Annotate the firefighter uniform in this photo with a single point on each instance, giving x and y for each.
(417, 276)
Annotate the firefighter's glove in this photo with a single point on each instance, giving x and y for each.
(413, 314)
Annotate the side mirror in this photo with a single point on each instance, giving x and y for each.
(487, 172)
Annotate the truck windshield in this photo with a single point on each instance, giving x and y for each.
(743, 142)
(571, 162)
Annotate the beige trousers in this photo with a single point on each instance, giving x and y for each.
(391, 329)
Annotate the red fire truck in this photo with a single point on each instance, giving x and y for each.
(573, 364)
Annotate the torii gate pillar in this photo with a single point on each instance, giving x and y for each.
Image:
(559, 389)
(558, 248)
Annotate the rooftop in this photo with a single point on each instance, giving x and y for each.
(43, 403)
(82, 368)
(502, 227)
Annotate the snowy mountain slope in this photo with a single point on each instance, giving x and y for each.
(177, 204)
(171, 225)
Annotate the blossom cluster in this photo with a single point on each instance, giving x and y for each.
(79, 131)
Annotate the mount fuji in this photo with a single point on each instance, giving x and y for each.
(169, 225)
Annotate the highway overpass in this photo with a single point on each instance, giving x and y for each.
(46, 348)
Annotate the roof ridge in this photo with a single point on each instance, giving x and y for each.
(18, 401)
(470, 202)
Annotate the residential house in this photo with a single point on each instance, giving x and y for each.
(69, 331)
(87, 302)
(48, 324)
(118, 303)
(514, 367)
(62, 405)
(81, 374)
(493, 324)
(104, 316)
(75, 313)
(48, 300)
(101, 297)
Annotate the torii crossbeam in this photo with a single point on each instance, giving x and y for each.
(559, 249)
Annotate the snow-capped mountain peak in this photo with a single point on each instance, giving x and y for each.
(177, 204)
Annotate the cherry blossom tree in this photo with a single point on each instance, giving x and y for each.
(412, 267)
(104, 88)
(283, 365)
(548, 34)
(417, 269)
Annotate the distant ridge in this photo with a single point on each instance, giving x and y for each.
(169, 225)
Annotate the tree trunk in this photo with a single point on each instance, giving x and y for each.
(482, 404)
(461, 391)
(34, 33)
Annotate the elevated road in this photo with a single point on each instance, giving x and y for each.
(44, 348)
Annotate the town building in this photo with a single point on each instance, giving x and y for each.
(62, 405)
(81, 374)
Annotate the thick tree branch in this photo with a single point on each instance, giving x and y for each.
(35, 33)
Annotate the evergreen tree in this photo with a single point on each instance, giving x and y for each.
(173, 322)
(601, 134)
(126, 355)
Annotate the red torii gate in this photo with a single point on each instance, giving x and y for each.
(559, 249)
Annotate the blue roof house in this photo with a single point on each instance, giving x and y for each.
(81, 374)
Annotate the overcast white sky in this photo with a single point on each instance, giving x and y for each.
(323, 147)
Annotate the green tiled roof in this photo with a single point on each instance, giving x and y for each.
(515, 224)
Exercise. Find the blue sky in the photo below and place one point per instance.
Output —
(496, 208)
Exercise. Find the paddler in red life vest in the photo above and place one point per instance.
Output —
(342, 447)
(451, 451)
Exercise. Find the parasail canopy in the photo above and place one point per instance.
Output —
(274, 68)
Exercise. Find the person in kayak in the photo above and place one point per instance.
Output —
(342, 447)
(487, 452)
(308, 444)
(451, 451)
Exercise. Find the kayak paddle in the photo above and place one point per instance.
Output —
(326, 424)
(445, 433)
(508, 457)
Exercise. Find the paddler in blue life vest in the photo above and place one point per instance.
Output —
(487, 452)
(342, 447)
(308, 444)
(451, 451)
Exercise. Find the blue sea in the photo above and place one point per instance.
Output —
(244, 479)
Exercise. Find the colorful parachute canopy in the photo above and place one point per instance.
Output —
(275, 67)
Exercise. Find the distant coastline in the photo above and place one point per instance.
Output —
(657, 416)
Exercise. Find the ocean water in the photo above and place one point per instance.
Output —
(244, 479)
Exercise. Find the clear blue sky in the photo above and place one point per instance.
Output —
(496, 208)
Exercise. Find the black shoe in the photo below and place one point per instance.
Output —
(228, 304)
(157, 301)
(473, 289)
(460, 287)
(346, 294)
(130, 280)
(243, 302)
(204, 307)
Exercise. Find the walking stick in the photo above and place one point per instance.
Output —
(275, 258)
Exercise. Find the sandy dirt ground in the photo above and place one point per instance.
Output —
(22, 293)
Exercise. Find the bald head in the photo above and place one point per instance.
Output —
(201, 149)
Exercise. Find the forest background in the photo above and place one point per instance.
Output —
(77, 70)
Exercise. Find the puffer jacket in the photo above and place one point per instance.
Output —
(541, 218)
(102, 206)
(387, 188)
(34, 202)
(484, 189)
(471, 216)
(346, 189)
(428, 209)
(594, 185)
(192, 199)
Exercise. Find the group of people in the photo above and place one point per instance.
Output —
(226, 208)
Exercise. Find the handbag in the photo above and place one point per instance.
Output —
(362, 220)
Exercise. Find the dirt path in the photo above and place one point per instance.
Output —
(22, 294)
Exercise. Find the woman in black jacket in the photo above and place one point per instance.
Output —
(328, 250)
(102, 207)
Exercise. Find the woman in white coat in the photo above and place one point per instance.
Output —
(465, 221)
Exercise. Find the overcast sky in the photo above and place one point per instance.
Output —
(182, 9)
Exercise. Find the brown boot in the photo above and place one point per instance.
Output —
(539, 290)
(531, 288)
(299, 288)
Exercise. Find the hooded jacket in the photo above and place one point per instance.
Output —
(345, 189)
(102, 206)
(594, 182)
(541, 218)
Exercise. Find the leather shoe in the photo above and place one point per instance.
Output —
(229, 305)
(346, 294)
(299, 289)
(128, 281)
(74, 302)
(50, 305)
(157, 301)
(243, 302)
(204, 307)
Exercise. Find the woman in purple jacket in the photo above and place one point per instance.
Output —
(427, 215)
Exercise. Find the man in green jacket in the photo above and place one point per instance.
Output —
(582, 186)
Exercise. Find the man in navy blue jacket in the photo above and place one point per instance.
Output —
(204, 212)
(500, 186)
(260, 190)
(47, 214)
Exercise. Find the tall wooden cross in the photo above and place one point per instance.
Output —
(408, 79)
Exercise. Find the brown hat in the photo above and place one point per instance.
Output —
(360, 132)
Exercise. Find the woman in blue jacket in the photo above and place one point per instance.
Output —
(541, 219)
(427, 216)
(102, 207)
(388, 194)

########

To do:
Look for the word "shoe" in every line of the listing and copy the lines that have it.

Answer section:
Exercise. Find the black shoe in the photo below and place one point per instance.
Exercise. Find the leather shoe in the photo above and place one point per instance.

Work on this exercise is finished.